▶ _DIRECTIVE_
Extend the article about language models used as data compressors, picking up right after its final paragraph.
[start DOCUMENT PASSAGE]
How Language Models Beat PNG and FLAC Compression & What It Means
A detailed analysis of the DeepMind/Meta study: how large language models achieve unprecedented compression rates on text, image, and audio data - and the implications of these results
Recently, there has been a lot of interest in the use of compression in machine learning (e.g., using gzip + knn for text classification). Adding to that, DeepMind and Meta have released a new paper titled “Language Modeling Is Compression”. The paper builds on the idea that prediction is equivalent to compression and shows that when large language models are used as compressors, they achieve state-of-the-art compression rates on datasets of different modalities including text, image, audio. They also shed more light on other aspects of language models from the lens of compression, such as scaling laws, context window sizes, and tokenization.
Even though the experiments and results shown by this paper are intriguing, the paper is not an easy read—it builds upon some recent results, and if you are not on top of that work, you might find yourself lost. Also, the paper is not very clear on the main insights from its results, leaving you wondering what to take away from it. In this article, my objective is to explain the main ideas of the paper in simpler terms.
Background on Compression Using Language Modeling
The paper is all about compression using large language models; therefore, let's cover some background on these topics before we talk about the results from the paper itself.
Statistical Compression Algorithms
The paper combines language models with statistical compression algorithms to compress the data. A statistical compression algorithm compresses data by using the probability distribution of symbols in the data. The basic idea is to assign shorter binary codes to symbols which have a high probability of occurrence while assigning longer codes to symbols with lower probabilities. This probability distribution can be built by the compression algorithm itself, or it can be provided externally. In the case of compressing data using language models, the output of the language model provides the probability distribution.
There are various statistical compression algorithms such as Huffman coding, arithmetic coding, and asymmetric numeral systems. The paper specifically uses arithmetic coding in its experiments, but it is replaceable with any other algorithm. The exact mechanics of arithmetic coding are not interesting here, so we don't need to concern ourselves with understanding the details of it.
[end DOCUMENT PASSAGE]
[start DATA RECORDS]
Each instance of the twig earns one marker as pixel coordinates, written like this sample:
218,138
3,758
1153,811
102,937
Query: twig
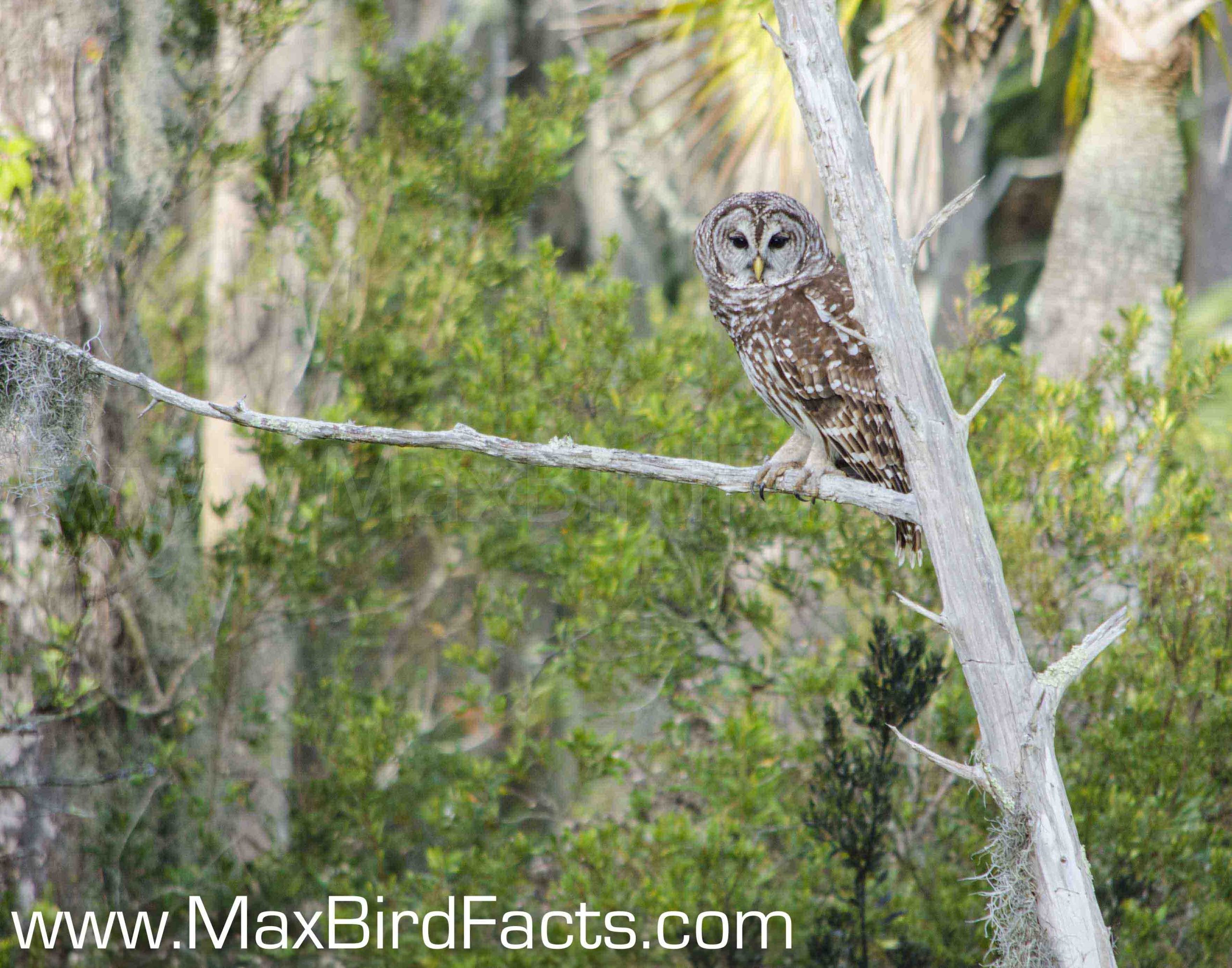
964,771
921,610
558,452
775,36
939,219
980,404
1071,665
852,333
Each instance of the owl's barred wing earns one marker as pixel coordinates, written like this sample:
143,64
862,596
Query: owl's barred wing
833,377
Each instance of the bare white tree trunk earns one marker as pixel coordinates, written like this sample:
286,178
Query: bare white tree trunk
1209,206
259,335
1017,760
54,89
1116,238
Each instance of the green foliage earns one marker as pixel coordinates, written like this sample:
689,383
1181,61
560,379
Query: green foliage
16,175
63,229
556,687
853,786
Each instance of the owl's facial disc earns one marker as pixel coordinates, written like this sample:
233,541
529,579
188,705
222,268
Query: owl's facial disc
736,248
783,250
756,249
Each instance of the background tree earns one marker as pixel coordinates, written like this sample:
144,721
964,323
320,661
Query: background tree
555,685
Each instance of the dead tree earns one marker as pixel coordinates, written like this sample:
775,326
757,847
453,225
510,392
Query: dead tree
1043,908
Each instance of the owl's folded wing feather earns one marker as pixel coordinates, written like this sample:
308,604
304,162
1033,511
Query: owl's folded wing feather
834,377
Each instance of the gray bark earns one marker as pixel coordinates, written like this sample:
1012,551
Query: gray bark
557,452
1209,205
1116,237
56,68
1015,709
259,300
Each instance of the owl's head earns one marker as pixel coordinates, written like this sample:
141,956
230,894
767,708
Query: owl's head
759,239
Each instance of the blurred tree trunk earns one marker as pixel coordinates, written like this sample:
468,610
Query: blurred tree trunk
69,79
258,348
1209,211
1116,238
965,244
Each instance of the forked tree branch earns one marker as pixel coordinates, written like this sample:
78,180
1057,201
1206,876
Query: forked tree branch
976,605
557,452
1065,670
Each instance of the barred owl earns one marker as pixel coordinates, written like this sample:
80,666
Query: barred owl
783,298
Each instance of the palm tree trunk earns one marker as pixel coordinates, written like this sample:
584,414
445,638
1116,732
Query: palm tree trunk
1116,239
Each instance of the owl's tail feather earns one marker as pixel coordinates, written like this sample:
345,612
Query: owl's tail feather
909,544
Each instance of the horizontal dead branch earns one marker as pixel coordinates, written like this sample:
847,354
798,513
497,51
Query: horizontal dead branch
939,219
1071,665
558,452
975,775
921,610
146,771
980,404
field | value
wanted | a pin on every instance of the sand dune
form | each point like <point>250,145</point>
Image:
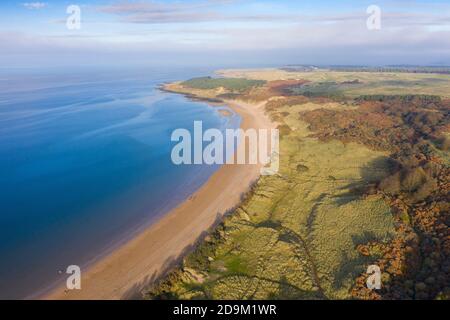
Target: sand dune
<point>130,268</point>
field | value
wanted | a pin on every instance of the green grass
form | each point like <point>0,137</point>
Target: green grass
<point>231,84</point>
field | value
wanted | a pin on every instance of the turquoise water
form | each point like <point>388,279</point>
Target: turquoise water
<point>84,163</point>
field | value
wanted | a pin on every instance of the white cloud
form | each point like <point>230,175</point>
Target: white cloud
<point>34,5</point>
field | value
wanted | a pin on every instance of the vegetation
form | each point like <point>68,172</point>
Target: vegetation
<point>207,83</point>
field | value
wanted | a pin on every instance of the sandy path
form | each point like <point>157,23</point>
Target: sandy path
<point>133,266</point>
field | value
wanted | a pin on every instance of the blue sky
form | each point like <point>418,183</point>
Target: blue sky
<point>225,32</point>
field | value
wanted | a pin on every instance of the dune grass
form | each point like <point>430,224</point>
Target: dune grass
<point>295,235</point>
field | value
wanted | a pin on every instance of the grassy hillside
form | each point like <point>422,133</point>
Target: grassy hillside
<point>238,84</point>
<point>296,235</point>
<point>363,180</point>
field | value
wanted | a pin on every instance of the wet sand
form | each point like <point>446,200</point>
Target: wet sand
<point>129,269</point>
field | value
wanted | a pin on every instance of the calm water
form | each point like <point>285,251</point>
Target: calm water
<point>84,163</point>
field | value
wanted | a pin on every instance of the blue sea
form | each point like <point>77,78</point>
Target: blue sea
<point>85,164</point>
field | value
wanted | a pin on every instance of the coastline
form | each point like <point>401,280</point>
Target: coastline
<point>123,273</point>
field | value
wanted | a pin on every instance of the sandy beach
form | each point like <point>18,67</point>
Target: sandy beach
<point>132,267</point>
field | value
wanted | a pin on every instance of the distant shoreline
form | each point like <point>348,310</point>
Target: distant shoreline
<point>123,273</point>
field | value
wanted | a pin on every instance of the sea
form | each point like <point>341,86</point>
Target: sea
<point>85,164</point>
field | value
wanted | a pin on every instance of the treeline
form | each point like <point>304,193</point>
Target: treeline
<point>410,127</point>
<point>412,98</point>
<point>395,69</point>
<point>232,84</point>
[end DATA RECORDS]
[start DATA RECORDS]
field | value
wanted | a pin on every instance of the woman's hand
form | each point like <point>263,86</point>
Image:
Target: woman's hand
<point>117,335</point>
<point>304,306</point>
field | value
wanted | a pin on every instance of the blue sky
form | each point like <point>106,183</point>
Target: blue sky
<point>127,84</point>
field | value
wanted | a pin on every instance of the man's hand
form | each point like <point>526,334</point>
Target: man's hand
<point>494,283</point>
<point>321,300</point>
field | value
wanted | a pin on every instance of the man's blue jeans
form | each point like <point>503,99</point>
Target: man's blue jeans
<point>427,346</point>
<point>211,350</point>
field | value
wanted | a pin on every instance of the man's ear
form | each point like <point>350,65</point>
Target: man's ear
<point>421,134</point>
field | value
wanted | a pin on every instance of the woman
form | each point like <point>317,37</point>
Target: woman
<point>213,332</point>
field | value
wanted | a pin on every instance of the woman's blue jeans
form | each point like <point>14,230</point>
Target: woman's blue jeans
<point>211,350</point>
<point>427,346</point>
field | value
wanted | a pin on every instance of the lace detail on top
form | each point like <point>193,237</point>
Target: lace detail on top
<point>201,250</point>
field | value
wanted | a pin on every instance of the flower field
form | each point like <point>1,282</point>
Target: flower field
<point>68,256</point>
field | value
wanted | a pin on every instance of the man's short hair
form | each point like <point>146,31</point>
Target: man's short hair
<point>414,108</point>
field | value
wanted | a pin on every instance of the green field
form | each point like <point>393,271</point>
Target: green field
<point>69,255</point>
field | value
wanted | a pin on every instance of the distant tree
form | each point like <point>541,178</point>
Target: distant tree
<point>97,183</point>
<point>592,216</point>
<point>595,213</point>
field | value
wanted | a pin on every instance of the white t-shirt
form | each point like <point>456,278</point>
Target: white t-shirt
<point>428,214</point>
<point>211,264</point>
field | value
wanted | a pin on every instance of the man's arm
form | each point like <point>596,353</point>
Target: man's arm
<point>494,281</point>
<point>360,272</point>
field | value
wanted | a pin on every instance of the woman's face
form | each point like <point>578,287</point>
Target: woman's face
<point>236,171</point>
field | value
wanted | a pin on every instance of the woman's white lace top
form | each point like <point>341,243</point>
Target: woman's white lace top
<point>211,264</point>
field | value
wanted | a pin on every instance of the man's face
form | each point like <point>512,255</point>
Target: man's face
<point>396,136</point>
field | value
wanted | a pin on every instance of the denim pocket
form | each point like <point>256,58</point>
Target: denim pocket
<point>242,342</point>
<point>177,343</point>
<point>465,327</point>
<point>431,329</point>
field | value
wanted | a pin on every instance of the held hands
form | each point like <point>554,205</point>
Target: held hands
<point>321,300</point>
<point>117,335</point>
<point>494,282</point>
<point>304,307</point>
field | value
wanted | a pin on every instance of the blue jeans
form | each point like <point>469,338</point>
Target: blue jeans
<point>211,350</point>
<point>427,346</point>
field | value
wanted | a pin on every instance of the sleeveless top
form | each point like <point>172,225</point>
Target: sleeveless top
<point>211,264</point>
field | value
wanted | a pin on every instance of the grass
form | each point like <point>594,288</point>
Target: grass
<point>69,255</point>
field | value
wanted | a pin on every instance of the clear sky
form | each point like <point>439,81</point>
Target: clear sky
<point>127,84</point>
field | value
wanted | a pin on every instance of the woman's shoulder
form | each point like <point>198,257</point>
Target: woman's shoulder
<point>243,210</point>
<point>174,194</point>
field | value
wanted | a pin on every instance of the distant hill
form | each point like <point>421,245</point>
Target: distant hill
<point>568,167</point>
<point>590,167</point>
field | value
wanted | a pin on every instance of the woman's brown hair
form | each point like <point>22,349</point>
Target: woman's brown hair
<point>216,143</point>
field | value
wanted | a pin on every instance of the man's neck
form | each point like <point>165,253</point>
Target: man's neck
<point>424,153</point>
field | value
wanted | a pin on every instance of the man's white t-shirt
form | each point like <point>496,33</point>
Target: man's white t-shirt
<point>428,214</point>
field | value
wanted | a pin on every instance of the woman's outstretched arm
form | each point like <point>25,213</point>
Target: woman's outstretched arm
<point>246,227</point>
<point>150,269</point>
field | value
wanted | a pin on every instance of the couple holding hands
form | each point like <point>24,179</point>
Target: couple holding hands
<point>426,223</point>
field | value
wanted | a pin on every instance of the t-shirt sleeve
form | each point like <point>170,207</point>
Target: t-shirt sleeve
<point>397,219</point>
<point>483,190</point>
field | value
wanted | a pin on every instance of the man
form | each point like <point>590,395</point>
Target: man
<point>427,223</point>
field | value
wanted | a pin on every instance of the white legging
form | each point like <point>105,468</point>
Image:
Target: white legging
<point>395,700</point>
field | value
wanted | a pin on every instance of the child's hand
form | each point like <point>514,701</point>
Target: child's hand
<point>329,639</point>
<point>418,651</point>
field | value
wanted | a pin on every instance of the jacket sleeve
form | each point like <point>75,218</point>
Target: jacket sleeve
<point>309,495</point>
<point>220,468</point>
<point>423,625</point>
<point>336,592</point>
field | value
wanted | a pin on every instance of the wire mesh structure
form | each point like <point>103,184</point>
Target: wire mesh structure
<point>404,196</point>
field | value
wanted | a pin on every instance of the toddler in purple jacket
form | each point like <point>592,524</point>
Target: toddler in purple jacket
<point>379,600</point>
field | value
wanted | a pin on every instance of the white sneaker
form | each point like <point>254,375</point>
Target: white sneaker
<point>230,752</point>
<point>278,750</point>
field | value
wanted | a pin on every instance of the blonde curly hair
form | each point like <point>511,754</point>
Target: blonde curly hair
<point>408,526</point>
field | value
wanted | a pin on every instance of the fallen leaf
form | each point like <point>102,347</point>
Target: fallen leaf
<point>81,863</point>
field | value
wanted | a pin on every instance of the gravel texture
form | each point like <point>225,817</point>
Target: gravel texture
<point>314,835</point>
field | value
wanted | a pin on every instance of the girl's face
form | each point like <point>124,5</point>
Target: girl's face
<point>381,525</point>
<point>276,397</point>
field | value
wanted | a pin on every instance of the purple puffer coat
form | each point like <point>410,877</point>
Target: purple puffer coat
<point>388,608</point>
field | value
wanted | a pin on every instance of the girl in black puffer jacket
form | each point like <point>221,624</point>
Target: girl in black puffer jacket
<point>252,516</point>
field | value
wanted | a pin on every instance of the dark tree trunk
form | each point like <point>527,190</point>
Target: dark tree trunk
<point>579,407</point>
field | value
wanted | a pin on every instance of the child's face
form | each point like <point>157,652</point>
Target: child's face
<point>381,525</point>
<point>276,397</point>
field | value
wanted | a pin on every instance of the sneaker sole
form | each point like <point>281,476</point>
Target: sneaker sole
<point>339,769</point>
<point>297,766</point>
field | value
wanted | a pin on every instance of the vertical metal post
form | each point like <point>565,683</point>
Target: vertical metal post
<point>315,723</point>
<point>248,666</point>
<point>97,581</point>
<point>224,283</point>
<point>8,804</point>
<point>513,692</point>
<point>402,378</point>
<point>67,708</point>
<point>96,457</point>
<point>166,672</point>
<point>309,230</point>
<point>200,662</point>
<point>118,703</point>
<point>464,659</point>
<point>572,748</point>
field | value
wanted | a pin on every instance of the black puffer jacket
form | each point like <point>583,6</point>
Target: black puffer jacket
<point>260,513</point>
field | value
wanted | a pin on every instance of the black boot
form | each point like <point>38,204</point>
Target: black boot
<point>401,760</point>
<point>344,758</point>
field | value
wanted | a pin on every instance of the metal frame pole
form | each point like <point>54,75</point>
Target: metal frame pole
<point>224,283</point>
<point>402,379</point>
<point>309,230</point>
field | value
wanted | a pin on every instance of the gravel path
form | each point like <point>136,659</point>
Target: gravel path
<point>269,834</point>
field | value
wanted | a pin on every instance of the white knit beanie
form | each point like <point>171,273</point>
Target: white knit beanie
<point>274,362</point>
[end DATA RECORDS]
▶ _FINAL RESULT_
Let's take an example. Consider our data consists of three symbols A, B, and C with probabilities 0.8, 0.15, and 0.05, respectively. Since A and B have the highest probabilities, we could assign them codes '0' and '1', while assigning a longer code '01' to C. Thus, when we encode any string using these shorter code, we will have a compressed representation as compared to the raw data.
Using Language Models for Compression
A language model takes a sequence of tokens as input in its context and outputs a probability distribution for the next token. When generating text, we select the token with the maximum probability from this output, add it to the context, and predict the next token.
There are more nuanced strategies than just picking the max probability token, but that’s not the topic of discussion here. You can read this guide to learn other techniques for selecting the next token.
However, if we want to use the model to compress a piece of text, we will use it differently. In this situation, we would have the text that we want to compress available to us in its entirety. At any point in time, the model would have a sequence of tokens from the raw text in its context, and it will produce a probability distribution for the next token. At this point, we will also know the correct value of the next token from the raw text. We can feed this output probability distribution along with the actual value of the next token to an arithmetic coder to produce a compressed code. By repeating this process for each token in the raw text, we can compress it effectively. Let's understand with the help of an example.
Let's imagine we want to compress the text "I like listening to music", and the current context available to the model is "I like listening to". Based on this, the model outputs a probability distribution for the next word as follows:
P(music) = 0.5
P(songs) = 0.4
P(podcasts) = 0.3
P(books) = 0.1
...
P(cats) = 0.000001
Given the actual value of the next word, i.e., "music", and this probability distribution, an arithmetic coder (or any other statistical encoder) will be able to produce a compressed code for it.
The following illustration shows how this works when doing compression. It is heavily inspired by the example shown in the LLMZip paper.
What Does this Mean?
Intuitively, the better a model is at predicting the right words with high probability, the more compressed codes the arithmetic coder will be able to produce, thus achieving significant compression. On the other hand, if the model is not good at prediction, it will output the expected words with low probability, and therefore, the arithmetic coder will not be able to produce efficient codes.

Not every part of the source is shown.